**Task prompt**
Repeat word for word the records from the line containing "Where can the side" through the last line of the records, including both ends.

**Records**

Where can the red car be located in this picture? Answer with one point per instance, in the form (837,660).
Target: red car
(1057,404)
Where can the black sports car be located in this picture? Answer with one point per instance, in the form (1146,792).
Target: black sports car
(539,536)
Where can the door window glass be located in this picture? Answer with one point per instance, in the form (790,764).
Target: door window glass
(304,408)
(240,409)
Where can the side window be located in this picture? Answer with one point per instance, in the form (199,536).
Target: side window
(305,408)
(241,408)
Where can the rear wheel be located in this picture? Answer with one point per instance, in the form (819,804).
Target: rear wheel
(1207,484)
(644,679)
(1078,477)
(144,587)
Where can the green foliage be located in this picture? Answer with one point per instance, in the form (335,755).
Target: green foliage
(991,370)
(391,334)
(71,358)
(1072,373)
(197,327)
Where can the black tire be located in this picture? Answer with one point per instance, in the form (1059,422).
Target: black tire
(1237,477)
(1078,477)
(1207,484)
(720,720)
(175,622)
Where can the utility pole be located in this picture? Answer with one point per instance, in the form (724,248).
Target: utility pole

**Task answer**
Where can the side window be located in this picture? Answer with one point per instance, in the form (199,536).
Target: side window
(305,408)
(241,408)
Where can the rear wheel be located in this picture? Answer with one point per instance, in the form (819,804).
Target: rear wheel
(1207,484)
(644,679)
(1078,477)
(144,587)
Where can the green foliage be located in this picture? Answer with one point per instance, in the form (335,755).
Target: green foliage
(991,370)
(391,334)
(71,358)
(1072,373)
(197,327)
Where can the black tire be located in this picture? Answer with one point per instance, in the form (1059,422).
Target: black tire
(1237,477)
(1078,477)
(1207,484)
(720,720)
(175,622)
Where can the utility pole be located in this picture? Answer with one point per instance, in the form (724,248).
Target: utility pole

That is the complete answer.